» **Brief**: Locate each line in the rows below that contains the word "rough", and copy those lines out in full.

○ ○ ○ ○

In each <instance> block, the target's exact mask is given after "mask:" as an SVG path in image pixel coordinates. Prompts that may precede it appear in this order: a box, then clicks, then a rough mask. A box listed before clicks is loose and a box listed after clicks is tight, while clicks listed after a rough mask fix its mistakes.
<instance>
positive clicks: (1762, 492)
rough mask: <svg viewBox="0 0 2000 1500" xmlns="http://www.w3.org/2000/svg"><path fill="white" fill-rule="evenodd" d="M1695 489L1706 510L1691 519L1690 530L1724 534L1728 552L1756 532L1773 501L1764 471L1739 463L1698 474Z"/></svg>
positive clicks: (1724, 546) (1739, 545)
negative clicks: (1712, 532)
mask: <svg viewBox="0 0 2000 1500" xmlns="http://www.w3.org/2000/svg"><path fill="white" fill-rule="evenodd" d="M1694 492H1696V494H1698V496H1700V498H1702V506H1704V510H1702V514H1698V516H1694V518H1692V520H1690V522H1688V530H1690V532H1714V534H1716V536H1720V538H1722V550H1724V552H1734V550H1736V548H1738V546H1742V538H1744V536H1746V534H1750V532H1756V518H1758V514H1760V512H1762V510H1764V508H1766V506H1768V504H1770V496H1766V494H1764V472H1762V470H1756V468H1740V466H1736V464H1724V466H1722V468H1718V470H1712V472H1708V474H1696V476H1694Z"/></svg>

○ ○ ○ ○

» **Response to the task**:
In each <instance> block, the target's exact mask is given after "mask:" as an SVG path in image pixel coordinates. Prompts that may precede it appear in this order: a box, then clicks, then a rough mask. A box listed before clicks is loose and a box listed after clicks is tight, while clicks listed after a rough mask fix its mistakes.
rough mask: <svg viewBox="0 0 2000 1500" xmlns="http://www.w3.org/2000/svg"><path fill="white" fill-rule="evenodd" d="M1695 489L1706 510L1691 519L1690 530L1724 534L1728 552L1756 532L1773 501L1764 471L1739 463L1698 474Z"/></svg>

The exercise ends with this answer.